_What is expected_
Update the listing from the line with "find | rock in water" through the end of the listing, changing "instance" to "item" and keeping everything else the same. Leave the pictures out.
---*---
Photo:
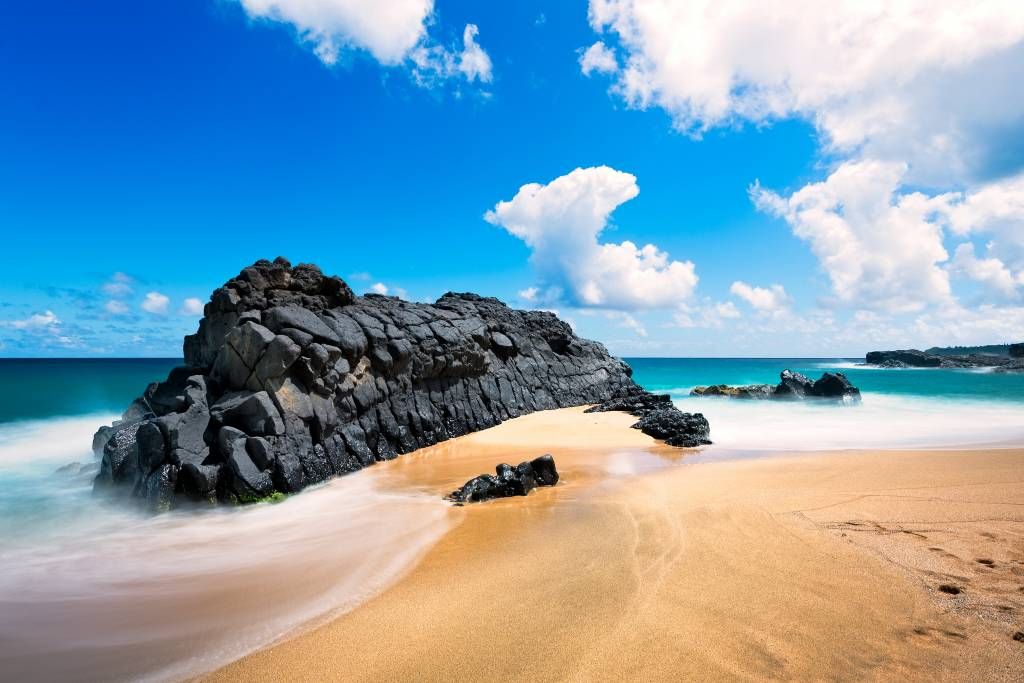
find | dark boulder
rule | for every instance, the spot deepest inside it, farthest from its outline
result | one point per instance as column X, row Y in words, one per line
column 508, row 481
column 675, row 427
column 310, row 381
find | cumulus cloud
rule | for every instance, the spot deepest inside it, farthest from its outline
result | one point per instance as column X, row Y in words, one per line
column 155, row 302
column 192, row 306
column 561, row 221
column 115, row 307
column 932, row 83
column 766, row 299
column 991, row 272
column 881, row 249
column 36, row 322
column 394, row 33
column 598, row 57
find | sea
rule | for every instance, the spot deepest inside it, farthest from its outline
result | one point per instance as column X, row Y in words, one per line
column 91, row 590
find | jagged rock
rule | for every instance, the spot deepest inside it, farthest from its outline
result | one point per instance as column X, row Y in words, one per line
column 745, row 391
column 793, row 385
column 320, row 383
column 835, row 385
column 638, row 403
column 660, row 419
column 675, row 427
column 508, row 481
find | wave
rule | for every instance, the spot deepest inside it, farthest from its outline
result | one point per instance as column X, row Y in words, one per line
column 881, row 421
column 90, row 591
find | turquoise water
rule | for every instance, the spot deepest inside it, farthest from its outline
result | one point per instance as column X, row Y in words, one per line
column 678, row 376
column 338, row 544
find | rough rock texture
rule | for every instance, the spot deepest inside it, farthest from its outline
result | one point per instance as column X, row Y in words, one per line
column 914, row 358
column 792, row 386
column 292, row 379
column 658, row 418
column 508, row 480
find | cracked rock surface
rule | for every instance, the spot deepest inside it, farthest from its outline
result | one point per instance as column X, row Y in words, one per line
column 292, row 379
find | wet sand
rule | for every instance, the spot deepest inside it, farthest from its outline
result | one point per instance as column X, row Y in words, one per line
column 647, row 562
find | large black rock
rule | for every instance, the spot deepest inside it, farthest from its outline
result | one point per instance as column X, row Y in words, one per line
column 792, row 386
column 292, row 379
column 659, row 418
column 508, row 481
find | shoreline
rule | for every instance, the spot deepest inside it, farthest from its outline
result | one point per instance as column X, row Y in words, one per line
column 647, row 561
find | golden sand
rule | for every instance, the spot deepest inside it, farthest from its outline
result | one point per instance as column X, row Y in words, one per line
column 646, row 562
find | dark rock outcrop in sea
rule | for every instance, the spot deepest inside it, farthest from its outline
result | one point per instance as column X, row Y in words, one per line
column 292, row 379
column 659, row 418
column 914, row 358
column 792, row 386
column 508, row 480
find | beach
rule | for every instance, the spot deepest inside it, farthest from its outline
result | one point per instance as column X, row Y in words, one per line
column 651, row 562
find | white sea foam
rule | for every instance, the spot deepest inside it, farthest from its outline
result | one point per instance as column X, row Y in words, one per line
column 881, row 421
column 107, row 594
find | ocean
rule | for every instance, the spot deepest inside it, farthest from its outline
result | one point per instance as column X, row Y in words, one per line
column 80, row 579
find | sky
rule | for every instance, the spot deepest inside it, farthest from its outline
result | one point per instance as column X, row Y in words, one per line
column 773, row 178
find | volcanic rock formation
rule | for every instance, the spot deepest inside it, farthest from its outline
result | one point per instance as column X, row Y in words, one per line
column 292, row 379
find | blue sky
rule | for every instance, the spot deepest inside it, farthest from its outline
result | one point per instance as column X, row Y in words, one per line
column 150, row 151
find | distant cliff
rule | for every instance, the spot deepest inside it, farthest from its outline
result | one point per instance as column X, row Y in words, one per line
column 292, row 379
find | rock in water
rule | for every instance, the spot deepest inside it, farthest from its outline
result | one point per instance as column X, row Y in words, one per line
column 292, row 379
column 658, row 418
column 508, row 480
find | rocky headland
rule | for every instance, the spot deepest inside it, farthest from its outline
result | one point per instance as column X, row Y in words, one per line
column 1012, row 361
column 792, row 386
column 292, row 379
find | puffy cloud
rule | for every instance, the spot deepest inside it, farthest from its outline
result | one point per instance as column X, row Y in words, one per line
column 528, row 294
column 192, row 306
column 119, row 285
column 156, row 302
column 37, row 322
column 393, row 33
column 598, row 57
column 880, row 248
column 561, row 221
column 989, row 271
column 771, row 299
column 388, row 31
column 115, row 307
column 931, row 82
column 473, row 61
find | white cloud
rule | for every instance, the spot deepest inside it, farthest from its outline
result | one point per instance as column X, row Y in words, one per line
column 36, row 322
column 991, row 272
column 528, row 294
column 156, row 302
column 115, row 307
column 473, row 61
column 394, row 33
column 192, row 306
column 934, row 83
column 767, row 299
column 388, row 31
column 624, row 319
column 119, row 285
column 880, row 248
column 708, row 314
column 561, row 222
column 598, row 57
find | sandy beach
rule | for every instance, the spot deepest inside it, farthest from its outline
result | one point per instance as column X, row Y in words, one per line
column 648, row 562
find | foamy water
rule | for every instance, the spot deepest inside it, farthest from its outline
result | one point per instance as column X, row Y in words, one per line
column 881, row 421
column 90, row 591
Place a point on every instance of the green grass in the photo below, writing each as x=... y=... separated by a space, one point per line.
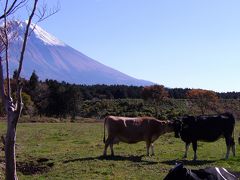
---*---
_Output_
find | rock in water
rule | for every item, the spot deepest inside it, farthest from its outline
result | one point per item as column X, row Y in words, one per line
column 292, row 379
column 658, row 418
column 508, row 480
find | rocky headland
rule | for every item, the spot deepest inside it, farthest from its outline
result | one point per item as column X, row Y in words, one per line
column 1012, row 361
column 792, row 386
column 292, row 379
find | puffy cloud
rule | for every item, the spot deepest inside it, farthest from its outline
result | one point per item as column X, row Y in words, one per line
column 528, row 294
column 192, row 306
column 119, row 285
column 156, row 302
column 37, row 322
column 393, row 33
column 598, row 57
column 880, row 248
column 561, row 221
column 989, row 271
column 771, row 299
column 388, row 31
column 115, row 307
column 931, row 82
column 473, row 61
find | white cloud
rule | for every item, the spot deepest inside it, farthest from its outline
result | one point per item as column X, row Y in words, one per line
column 36, row 322
column 991, row 272
column 528, row 294
column 156, row 302
column 115, row 307
column 473, row 61
column 394, row 33
column 192, row 306
column 934, row 83
column 767, row 299
column 388, row 31
column 624, row 319
column 119, row 285
column 880, row 248
column 708, row 314
column 561, row 222
column 598, row 57
find | sandy beach
rule | for every item, the spot deepest inside it, farthest from its outline
result | one point per item as column X, row Y in words, one per line
column 648, row 562
find | foamy water
rule | for every item, the spot deepest inside it, farthest from its outline
result | one point per item as column X, row Y in words, one per line
column 881, row 421
column 90, row 591
Place a point on every item of the green grass in the photo below, writing each as x=... y=... separated by a space, one point per line.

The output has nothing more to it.